## begin Working data

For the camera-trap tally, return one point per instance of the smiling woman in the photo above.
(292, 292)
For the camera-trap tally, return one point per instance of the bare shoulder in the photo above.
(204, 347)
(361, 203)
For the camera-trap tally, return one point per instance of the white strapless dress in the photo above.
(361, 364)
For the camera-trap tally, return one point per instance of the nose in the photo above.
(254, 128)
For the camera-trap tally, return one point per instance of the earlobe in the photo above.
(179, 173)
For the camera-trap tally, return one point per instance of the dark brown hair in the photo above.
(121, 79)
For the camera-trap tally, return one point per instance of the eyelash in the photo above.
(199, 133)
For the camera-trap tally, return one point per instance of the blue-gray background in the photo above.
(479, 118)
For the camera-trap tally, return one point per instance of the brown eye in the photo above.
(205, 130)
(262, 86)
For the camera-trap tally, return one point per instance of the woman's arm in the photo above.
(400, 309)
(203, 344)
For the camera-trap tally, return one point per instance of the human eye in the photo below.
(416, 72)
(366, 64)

## end Working data
## begin Working data

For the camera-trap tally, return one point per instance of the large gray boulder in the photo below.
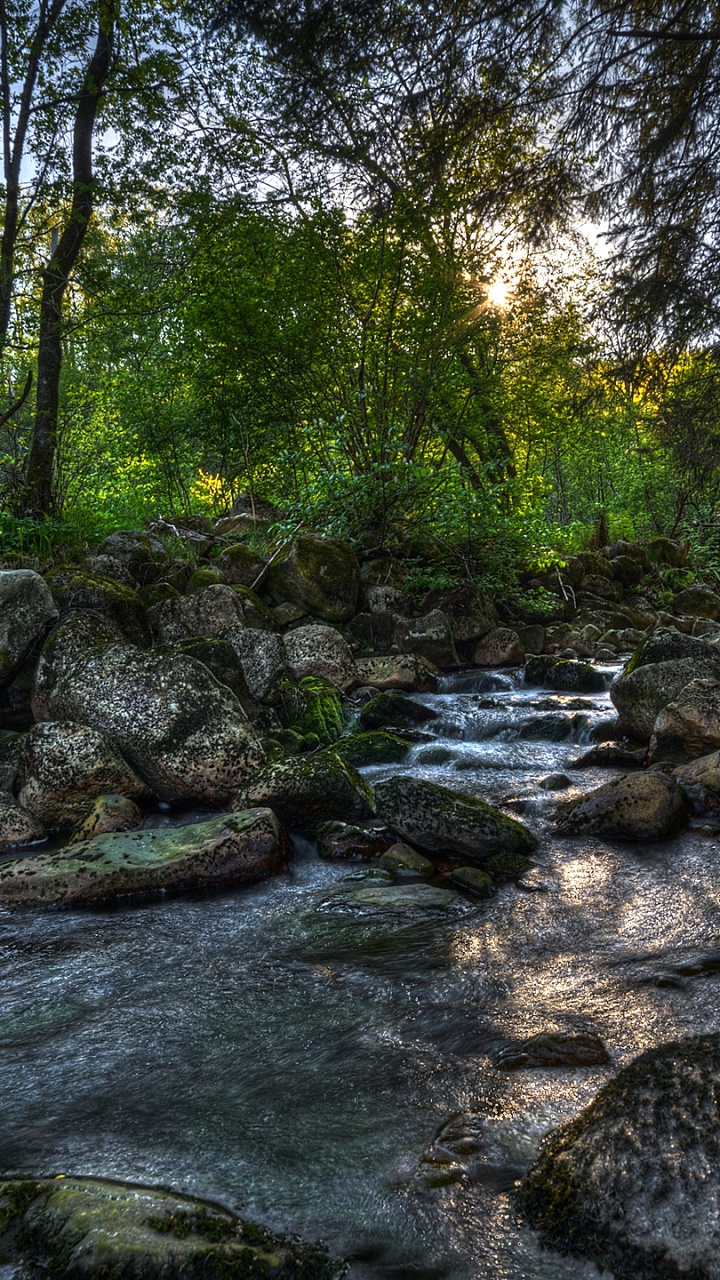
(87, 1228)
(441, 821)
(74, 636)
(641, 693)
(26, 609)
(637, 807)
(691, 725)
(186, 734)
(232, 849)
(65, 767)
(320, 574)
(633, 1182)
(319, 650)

## end Working data
## begin Working data

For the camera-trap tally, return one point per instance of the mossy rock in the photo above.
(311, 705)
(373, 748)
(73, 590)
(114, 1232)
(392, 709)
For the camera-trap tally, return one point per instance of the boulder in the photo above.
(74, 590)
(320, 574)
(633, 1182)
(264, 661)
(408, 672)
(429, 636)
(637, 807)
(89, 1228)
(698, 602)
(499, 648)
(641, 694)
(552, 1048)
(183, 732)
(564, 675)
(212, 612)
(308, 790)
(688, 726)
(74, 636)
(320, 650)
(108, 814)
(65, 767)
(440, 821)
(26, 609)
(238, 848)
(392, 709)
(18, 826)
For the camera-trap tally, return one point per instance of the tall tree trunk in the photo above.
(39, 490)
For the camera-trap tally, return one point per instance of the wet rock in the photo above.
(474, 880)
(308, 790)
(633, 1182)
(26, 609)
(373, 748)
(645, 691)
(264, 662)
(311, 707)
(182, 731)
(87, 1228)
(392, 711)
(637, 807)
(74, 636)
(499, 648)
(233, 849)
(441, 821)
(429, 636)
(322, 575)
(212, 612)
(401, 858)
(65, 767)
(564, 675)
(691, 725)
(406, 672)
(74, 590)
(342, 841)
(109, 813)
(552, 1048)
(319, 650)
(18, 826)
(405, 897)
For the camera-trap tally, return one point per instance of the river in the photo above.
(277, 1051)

## end Working data

* Instructions to follow
Return each line from the items above that contains the word "below", copied in full.

* In response
For the camera-trap tally, return one point per instance of the human eye in the photo below.
For the camera-trap tally, return one point per instance of the large gray boulder in the photo below.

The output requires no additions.